[Object location annotation data]

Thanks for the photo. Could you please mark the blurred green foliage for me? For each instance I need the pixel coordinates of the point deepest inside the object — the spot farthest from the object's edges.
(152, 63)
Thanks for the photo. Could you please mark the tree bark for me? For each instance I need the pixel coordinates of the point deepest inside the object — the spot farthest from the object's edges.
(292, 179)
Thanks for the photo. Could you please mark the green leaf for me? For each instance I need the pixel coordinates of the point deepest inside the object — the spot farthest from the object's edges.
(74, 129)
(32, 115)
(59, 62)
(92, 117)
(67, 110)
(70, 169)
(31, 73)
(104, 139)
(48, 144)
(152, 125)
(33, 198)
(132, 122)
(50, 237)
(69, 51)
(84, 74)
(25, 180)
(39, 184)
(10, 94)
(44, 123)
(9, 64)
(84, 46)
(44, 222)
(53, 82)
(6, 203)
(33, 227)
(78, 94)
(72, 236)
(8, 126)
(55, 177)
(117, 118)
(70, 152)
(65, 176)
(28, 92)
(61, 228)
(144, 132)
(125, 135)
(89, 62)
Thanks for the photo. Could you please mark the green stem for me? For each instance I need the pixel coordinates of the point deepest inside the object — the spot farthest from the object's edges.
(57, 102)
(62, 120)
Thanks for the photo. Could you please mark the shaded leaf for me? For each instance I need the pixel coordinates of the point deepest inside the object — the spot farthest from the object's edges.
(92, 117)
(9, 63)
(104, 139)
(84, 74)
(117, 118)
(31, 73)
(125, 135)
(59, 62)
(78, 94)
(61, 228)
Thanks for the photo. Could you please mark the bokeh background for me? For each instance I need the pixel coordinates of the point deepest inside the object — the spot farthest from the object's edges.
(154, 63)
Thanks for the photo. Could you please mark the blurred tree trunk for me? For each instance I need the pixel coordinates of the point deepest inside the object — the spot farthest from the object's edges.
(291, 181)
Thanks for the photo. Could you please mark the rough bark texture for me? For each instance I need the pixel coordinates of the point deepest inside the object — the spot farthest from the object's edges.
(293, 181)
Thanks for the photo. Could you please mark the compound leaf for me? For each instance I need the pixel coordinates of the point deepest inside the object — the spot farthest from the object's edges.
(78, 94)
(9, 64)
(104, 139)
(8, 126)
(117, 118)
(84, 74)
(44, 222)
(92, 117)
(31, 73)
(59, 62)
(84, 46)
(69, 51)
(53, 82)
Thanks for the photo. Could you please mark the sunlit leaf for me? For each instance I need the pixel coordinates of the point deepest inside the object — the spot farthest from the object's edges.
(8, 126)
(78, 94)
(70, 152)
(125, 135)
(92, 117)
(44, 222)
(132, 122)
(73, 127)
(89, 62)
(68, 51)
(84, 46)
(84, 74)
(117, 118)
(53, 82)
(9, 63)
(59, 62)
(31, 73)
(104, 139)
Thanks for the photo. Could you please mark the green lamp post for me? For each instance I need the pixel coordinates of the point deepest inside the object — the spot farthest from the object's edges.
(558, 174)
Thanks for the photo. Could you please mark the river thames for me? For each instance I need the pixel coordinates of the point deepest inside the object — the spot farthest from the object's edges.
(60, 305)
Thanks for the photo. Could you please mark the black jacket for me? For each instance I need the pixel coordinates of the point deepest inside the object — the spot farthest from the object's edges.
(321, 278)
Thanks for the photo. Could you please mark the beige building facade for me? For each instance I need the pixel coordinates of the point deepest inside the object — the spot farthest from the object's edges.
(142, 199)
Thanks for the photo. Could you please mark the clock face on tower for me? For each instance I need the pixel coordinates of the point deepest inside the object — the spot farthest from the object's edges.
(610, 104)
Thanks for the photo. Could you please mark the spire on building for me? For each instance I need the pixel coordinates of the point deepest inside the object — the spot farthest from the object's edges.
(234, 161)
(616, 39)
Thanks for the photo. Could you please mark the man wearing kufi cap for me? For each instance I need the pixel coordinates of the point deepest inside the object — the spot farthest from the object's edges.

§ Requirement:
Transcribe each record exactly. Leave nothing out.

§ Reply:
Thanks for the photo. Could you please mark the blurred green foliage for me? For each instance I need the pixel coordinates of the point deepest inside the object — the spot farthest from the object's edges.
(152, 63)
Thanks for the photo. Could you please mark the tree bark for me? For each instance I need the pixel coordinates of the point deepest inside the object — the spot farthest from the object's edges.
(292, 179)
Thanks for the photo. Could you please mark the green leaf for me? For each instance I need the pixel coordinates of the point deepest inside the object — the spot farthest from the object's edges.
(74, 129)
(32, 115)
(59, 62)
(92, 117)
(67, 110)
(70, 169)
(31, 73)
(104, 139)
(48, 144)
(152, 125)
(33, 198)
(132, 122)
(50, 237)
(69, 51)
(84, 74)
(25, 180)
(39, 184)
(10, 94)
(44, 123)
(9, 64)
(84, 46)
(44, 222)
(53, 82)
(6, 203)
(33, 227)
(78, 94)
(72, 236)
(8, 126)
(55, 177)
(117, 118)
(70, 152)
(65, 176)
(28, 92)
(61, 228)
(144, 132)
(125, 135)
(89, 62)
Thanks for the photo. Could you please mark the green stem for me? For each instance I need the pixel coordinates of the point deepest inside the object — the spot farthest from the object's edges.
(57, 102)
(62, 120)
Thanks for the photo. Could you please mark the shaded leaf for me? For each instance I need the pixel coordinates of the point deepest inside the object — the spot farthest from the object's edges.
(92, 117)
(9, 63)
(104, 139)
(84, 74)
(117, 118)
(31, 73)
(125, 135)
(59, 62)
(78, 94)
(61, 228)
Thanks for the photo. Could you please mark the bokeh background for me? For each instance I need the pixel coordinates of the point deepest inside the object — the spot farthest from the object's edges.
(154, 63)
Thanks for the photo. Could you please mark the blurred tree trunk for me? For each instance I need the pixel coordinates of the point deepest inside the object — the spot farthest from the object's edges.
(291, 181)
Thanks for the photo. Could you please mark the rough bark texture for me? For each instance I need the pixel coordinates of the point deepest inside the object — the spot farthest from the object's edges.
(293, 181)
Thanks for the photo. Could you please mark the compound leaf for me? For each instance I need the pixel coordinates of the point deepest inside the object — the spot farthest from the object's edges.
(78, 94)
(9, 64)
(104, 139)
(8, 126)
(117, 118)
(84, 74)
(44, 222)
(92, 117)
(31, 73)
(59, 62)
(84, 46)
(69, 51)
(53, 82)
Thanks for the photo. Could you please mark the sunlit leaf for me? For each instance I need the pixel coordinates of the point deepest inside the object — the spot farthest from the object's edges.
(8, 126)
(78, 94)
(70, 152)
(125, 135)
(92, 117)
(44, 222)
(132, 122)
(73, 127)
(89, 62)
(68, 51)
(84, 46)
(84, 74)
(117, 118)
(53, 82)
(9, 63)
(59, 62)
(31, 73)
(104, 139)
Thanks for the photo. Could you please mark the green lamp post for me? For each instance I need the pixel coordinates of the point deepest inside the object — the spot farthest from the object's edges.
(558, 174)
Thanks for the photo. Could you please mark the river thames for me? For each instance I need the pixel coordinates of the point deepest inside the object — the spot farthest from the object's edges.
(60, 305)
Thanks for the photo. Could you please mark the black jacket for me? For each instance I need the pixel coordinates of the point deepest inside the object — the spot farthest from the object's edges.
(321, 278)
Thanks for the photo. Could you please mark the beige building facade for me? For each instance I need the pixel coordinates of the point deepest inside the object — the spot farthest from the object's edges.
(142, 199)
Thanks for the photo. Could you please mark the clock face on tower for me? For each instance I need the pixel coordinates of the point deepest inside the object — the spot farthest from the object's edges.
(610, 104)
Thanks for the photo. Could you please mark the spire on building for me? For each instance I need the pixel coordinates of the point deepest inside the object — the spot farthest from the object's edges.
(234, 161)
(616, 39)
Thanks for the photo. Could you please mark the man wearing kufi cap for me? For each instance I need the pixel coordinates of the point deepest inside the object — the spot farthest from the object's edges.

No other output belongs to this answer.